*** Opening of Supplied text ***

By owl_of_minerva 10 Comments
Anyway, to get to the game itself, the gameplay concepts were, for the time, quite novel and well-executed. Thief had been released two years prior, but Hitman wasn't a mere retread of that brilliant game. One of its defining mechanics was the ability to change one's appearance, namely to open up otherwise inaccessible areas, perform a role that allows you to pull off the hit, lose pursuers if discovered, or fit in with patrolling goons. It's a great concept and executed quite well. As a result, most missions can accordingly be accomplished stealthily, with little or no loss of life. The game stresses the importance of this, posing heavy penalties for indiscriminate mayhem or dying (ie. using a continue). If you're too unsubtle the Agency may even decide to terminate you. Another key aspect was monitoring guard routes in order to avoid detection or time kills when out of sight. Although not perfect, the AI was impressive for the era and punished sloppy execution. Bodies had to be kept hidden, weapons kept out of sight unless appropriate, etc.
However, Codename 47 is also an action game, and missions that involve a lot of combat are by far the weakest. The guns are laggy, weak, and often inaccurate, Hitman takes a lot of damage, and they don't fit in well with the concept of the game. It makes for a schizophrenic play experience. By far the worst offenders are the missions "Say Hello to My Little Friend" and "Plutonium Runs Loose", which are the longest and most challenging. "Say Hello" has you take out a drug leader surrounded by virtually an entire company of troops, some stationed in watchtowers, as well as multiple objectives that require you to not only alarm every soldier in the base but perform a Benny Hill impersonation twice as you try to avoid the hail of machine-gun fire. "Plutonium Runs Loose" is similar, in that it has a lot of enemies, but you also have to ensure that you're relatively stealthy and thorough in killing everyone otherwise the target will be alerted, activate a nuke, and run to his limo to escape. Fucking asshole. Although the gunplay might have been acceptable for the time, it hasn't aged well, and shows up as the weak link in the original's design.

*** Close of Supplied text ***

● **Tasks to carry out**
a - Answer these questions from the Codename 47 review:
(i) Which game had come out two years before Hitman?
(ii) What may the Agency decide to do if you are too unsubtle?
(iii) Which two missions does the review call the worst offenders?
b - Carry on writing the Codename 47 review past its final sentence.
The listing comes from an unrelated source.

*** Opening of Dataset excerpts ***

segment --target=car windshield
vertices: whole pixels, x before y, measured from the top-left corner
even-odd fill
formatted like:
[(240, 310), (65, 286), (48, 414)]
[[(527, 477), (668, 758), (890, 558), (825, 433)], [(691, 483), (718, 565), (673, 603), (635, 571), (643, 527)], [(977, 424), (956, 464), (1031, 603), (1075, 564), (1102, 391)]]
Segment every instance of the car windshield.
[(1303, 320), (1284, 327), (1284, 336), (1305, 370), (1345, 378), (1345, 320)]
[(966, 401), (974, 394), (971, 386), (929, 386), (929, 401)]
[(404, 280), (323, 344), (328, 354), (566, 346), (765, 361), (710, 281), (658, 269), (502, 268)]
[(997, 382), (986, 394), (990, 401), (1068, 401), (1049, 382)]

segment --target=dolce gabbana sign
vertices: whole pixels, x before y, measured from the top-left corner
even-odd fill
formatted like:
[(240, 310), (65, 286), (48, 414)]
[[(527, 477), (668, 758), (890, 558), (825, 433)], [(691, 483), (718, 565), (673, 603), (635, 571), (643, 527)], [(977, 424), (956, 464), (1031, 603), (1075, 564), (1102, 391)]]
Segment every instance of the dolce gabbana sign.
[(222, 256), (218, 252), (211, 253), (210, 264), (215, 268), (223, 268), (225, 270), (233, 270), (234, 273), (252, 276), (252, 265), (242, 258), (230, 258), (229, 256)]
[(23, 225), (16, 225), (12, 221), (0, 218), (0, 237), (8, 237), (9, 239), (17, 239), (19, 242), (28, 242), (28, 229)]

*** Close of Dataset excerpts ***

● **Task responses**
a -
(i) Thief
(ii) Terminate you
(iii) "Say Hello to My Little Friend" and "Plutonium Runs Loose"

b -
I also found that the game's presentation holds up relatively well from a design standpoint. The visuals are atmospheric and the music is pretty good. There's a storyline in there, but it's pretty haphazardly told and forgettable. Something about cloning and creating the perfect killer, the standard paranoia concerning genetic manipulation. Anyway, despite its missteps I found replaying the first Hitman to be a highly enjoyable and nostalgic experience, and definitely one of the more seminal games in the stealth-action genre. Hitman 2 and Blood Money are definitely next on the list to play.
So, what were your experiences with the Hitman series, and how do you rate the first? What do you want to see out of the fifth game?